◆ **WHAT TO WORK ON**
1. Summarize the article on the Bank of Canada and trade disruptions in two sentences.
2. Edit the part of the article on the Bank of Canada and trade disruptions that opens with the words containing "Inflation rates have" and closes with "in supply chains.", replacing "globalization" with "global integration".

◆ **TEXT BLOCK**
========================================
Bank of Canada Warns Trade Disruptions May Impede Inflation Control, According to Reuters
By Promit Mukherjee and David Ljunggren
OTTAWA – Global trade disruptions may pose challenges for the Bank of Canada in consistently achieving its 2% inflation target. Governor Tiff Macklem addressed these concerns on Tuesday, emphasizing the need to balance the risks of rising prices with the necessity for economic growth.
Inflation rates have decreased this year, aided by interest rates that remained at a two-decade high of 5% for over a year before being cut three consecutive times starting in June. Macklem noted that with the slowdown of globalization, the prices of global goods may not decrease as significantly, potentially leading to increased inflationary pressures.
He highlighted that trade disruptions could also contribute to greater variability in inflation rates, pointing out the impact that supply shocks can have on prices. Global trade is currently facing challenges, particularly as many advanced economies shift towards exporting services rather than goods and as geopolitical tensions, largely influenced by China’s trade strategies, lead to shifts in supply chains.
Macklem warned that these trade disruptions might result in inflation deviating more widely from the established 2% target. As such, the central bank is prioritizing risk management to navigate the dual objectives of controlling inflation while supporting economic growth. They are also investing in better understanding global supply chains.
In July, overall inflation in Canada fell to a 40-month low of 2.5%. Given Canada’s status as a small, open economy heavily reliant on trade, it is particularly susceptible to disruptions. Macklem remarked that supply shocks, similar to those experienced during the pandemic, present a complex challenge for central banks, as they cannot stabilize both growth and inflation simultaneously.
To adapt to this evolving economic landscape, Macklem stated that the Bank of Canada is updating its models to account for scenarios where periods of uncertainty make typical forecasts less dependable. The bank is increasingly utilizing more granular data to analyze and comprehend the implications of trade and industrial policy.
Macklem asserted that it is crucial for the Bank of Canada to maintain low, stable, and predictable inflation, even amidst significant changes in global trade patterns. Recently, the Canadian government imposed a 100% import duty on Chinese-made electric vehicles and initiated discussions about possibly applying a surtax on various Chinese products, including critical minerals, batteries, solar products, and semiconductors.
He acknowledged that while Canada may not be the cheapest option for manufacturing and trade, the country boasts a highly skilled labor force, reliable energy and transportation infrastructure, and robust financial institutions—attributes that can serve as competitive advantages.
========================================
◆ **INFORMATION**
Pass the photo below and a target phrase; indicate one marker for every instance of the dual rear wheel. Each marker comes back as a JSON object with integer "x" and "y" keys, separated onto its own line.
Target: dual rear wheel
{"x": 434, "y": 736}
========================================
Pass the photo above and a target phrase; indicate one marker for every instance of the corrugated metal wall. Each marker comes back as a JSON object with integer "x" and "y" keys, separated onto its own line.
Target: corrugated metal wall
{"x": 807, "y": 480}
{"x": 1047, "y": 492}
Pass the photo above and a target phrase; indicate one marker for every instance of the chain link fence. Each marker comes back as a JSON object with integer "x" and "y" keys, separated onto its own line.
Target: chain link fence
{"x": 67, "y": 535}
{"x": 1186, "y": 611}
========================================
◆ **ANSWERS PROVIDED**
1. Bank of Canada Governor Tiff Macklem said global trade disruptions could make it harder to consistently reach the bank's 2% inflation target and could push inflation further from that target. In response, the bank is prioritizing risk management, updating its models, and using more granular data to better understand global supply chains and trade policy.

2.
Inflation rates have decreased this year, aided by interest rates that remained at a two-decade high of 5% for over a year before being cut three consecutive times starting in June. Macklem noted that with the slowdown of global integration, the prices of global goods may not decrease as significantly, potentially leading to increased inflationary pressures.
He highlighted that trade disruptions could also contribute to greater variability in inflation rates, pointing out the impact that supply shocks can have on prices. Global trade is currently facing challenges, particularly as many advanced economies shift towards exporting services rather than goods and as geopolitical tensions, largely influenced by China’s trade strategies, lead to shifts in supply chains.